What to work on: Copy out the lines below word for word, starting at the line that contains "point: the hsbc sign, one" and ending at the last line. Leave the pictures out of your copy.

-- START Records to process --

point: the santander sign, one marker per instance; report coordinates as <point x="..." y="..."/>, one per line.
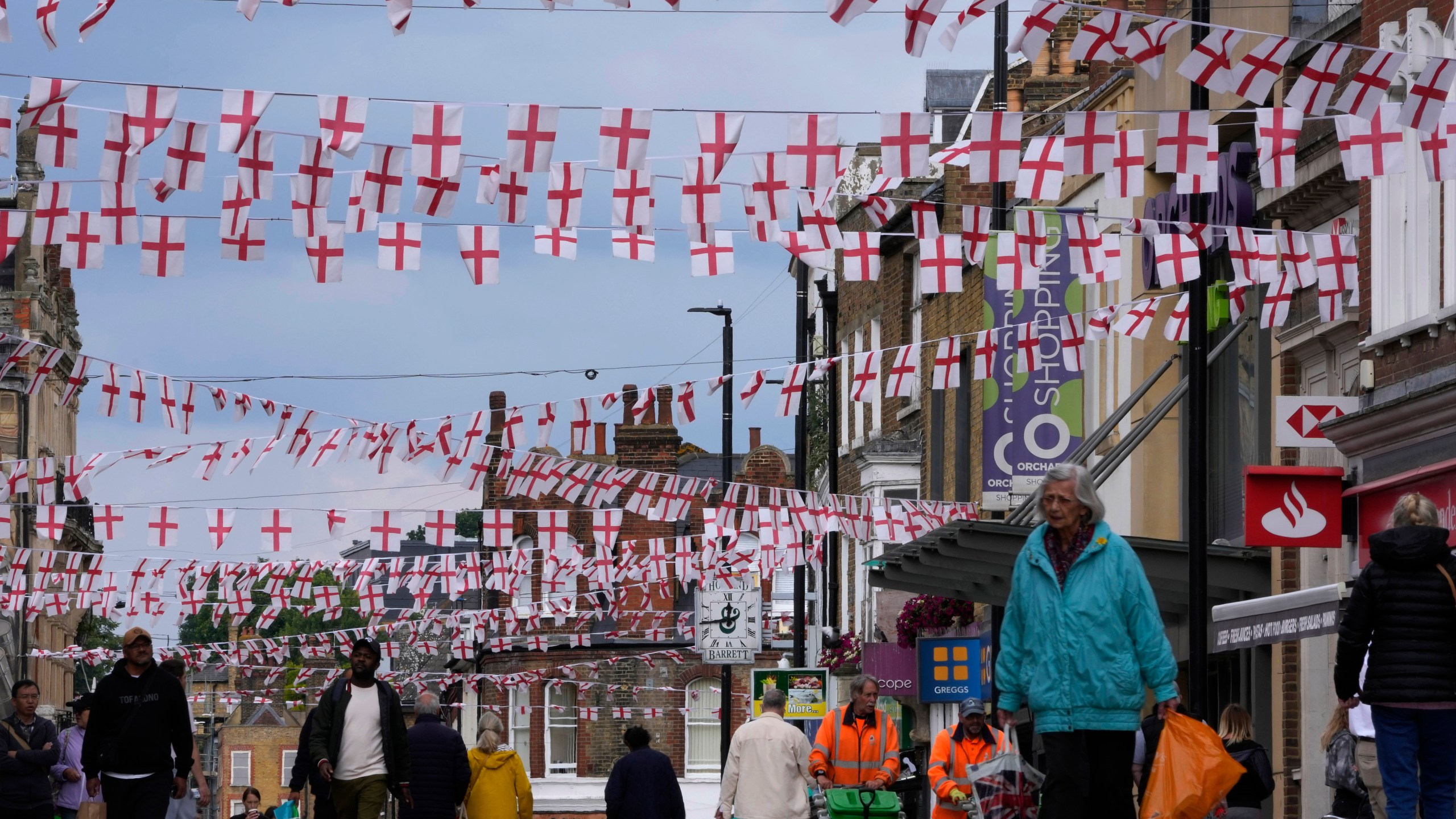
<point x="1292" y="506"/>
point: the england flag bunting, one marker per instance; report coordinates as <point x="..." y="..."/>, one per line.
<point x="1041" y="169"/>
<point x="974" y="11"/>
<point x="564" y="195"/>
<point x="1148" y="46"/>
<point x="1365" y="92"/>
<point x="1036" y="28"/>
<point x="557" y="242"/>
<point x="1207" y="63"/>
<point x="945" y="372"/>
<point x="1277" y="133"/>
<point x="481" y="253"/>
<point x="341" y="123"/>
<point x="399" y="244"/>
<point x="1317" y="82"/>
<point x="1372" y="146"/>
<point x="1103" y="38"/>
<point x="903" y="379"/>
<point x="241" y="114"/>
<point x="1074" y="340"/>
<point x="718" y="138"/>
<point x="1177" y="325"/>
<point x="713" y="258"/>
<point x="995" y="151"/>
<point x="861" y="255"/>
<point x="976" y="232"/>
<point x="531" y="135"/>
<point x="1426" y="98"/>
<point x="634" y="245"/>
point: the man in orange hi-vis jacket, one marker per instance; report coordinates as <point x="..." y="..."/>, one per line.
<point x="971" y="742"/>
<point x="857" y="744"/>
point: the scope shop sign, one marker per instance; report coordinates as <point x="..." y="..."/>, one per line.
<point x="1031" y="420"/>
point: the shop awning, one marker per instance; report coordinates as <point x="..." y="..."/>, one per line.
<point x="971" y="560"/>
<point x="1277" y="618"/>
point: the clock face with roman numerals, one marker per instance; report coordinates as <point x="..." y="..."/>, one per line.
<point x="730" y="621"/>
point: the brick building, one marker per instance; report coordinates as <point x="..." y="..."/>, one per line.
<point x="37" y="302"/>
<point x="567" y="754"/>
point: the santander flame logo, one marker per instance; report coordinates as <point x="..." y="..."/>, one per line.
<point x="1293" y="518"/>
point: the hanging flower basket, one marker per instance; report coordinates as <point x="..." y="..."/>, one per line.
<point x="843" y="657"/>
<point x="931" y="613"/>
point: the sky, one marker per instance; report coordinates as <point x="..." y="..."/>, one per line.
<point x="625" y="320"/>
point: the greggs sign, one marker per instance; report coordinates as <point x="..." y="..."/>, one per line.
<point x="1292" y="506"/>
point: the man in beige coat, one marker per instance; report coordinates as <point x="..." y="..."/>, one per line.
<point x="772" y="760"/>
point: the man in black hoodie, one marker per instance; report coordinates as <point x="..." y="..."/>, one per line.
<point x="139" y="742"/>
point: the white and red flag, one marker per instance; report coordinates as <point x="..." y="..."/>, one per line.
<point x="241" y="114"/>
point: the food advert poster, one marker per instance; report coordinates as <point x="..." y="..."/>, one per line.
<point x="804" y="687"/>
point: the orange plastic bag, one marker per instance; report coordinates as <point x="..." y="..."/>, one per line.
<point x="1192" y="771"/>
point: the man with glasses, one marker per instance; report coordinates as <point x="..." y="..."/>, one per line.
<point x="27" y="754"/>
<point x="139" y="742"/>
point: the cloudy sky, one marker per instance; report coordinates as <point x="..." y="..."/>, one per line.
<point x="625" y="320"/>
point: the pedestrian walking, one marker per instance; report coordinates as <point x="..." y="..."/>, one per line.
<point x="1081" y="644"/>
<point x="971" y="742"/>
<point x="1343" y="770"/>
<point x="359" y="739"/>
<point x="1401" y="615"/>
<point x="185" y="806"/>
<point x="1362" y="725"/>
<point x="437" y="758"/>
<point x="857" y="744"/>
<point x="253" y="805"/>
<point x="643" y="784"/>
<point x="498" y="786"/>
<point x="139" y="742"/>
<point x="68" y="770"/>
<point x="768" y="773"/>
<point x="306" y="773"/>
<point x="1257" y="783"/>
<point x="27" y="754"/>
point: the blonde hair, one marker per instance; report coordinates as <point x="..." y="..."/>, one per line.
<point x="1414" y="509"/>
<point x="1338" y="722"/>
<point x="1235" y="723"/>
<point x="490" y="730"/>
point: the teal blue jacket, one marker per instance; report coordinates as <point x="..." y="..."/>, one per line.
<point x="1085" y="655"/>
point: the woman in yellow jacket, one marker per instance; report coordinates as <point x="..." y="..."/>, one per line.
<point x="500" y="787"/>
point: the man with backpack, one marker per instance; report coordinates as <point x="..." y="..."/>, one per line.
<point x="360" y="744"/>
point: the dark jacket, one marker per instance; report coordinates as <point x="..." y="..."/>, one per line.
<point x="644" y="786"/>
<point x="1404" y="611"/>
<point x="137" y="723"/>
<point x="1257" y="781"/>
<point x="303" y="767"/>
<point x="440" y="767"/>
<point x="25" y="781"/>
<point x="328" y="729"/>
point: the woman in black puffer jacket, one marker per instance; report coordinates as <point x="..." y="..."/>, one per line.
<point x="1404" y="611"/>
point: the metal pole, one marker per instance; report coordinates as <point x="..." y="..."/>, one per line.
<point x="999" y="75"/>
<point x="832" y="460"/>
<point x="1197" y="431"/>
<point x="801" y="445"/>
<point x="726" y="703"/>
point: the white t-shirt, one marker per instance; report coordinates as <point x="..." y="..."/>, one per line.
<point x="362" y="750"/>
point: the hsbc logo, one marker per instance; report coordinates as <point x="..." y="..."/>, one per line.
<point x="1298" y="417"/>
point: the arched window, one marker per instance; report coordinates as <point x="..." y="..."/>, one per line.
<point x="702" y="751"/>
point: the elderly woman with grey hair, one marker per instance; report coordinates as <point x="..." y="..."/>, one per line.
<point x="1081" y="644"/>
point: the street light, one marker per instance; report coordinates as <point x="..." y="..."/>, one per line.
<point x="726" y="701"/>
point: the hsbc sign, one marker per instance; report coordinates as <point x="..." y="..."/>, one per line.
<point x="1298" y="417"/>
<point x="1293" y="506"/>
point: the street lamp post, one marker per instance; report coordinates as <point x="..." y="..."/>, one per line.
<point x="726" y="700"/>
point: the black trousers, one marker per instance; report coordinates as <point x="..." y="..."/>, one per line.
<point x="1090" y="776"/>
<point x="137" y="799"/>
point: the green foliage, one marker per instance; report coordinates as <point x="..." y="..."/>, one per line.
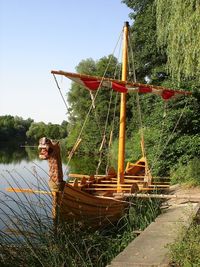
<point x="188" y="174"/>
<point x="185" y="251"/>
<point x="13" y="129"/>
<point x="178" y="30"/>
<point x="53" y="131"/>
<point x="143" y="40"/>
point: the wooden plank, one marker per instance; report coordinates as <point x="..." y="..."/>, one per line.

-- END Records to process --

Result:
point: the hsbc sign, one marker per instance; report coordinates as <point x="..." y="..."/>, one per line.
<point x="1298" y="417"/>
<point x="1293" y="506"/>
point: the street lamp post, one marker per instance; report coordinates as <point x="..." y="..."/>, one per line.
<point x="726" y="700"/>
point: the black trousers, one marker per instance; report coordinates as <point x="..." y="..."/>, one per line.
<point x="1090" y="776"/>
<point x="137" y="799"/>
point: the green foliage, one marker per instance; report coordinates as <point x="..." y="..."/>, one per line.
<point x="188" y="174"/>
<point x="185" y="251"/>
<point x="13" y="129"/>
<point x="178" y="30"/>
<point x="53" y="131"/>
<point x="143" y="40"/>
point: the wooden plank, one marker per instance; report coordinates as <point x="..." y="..."/>, one per line.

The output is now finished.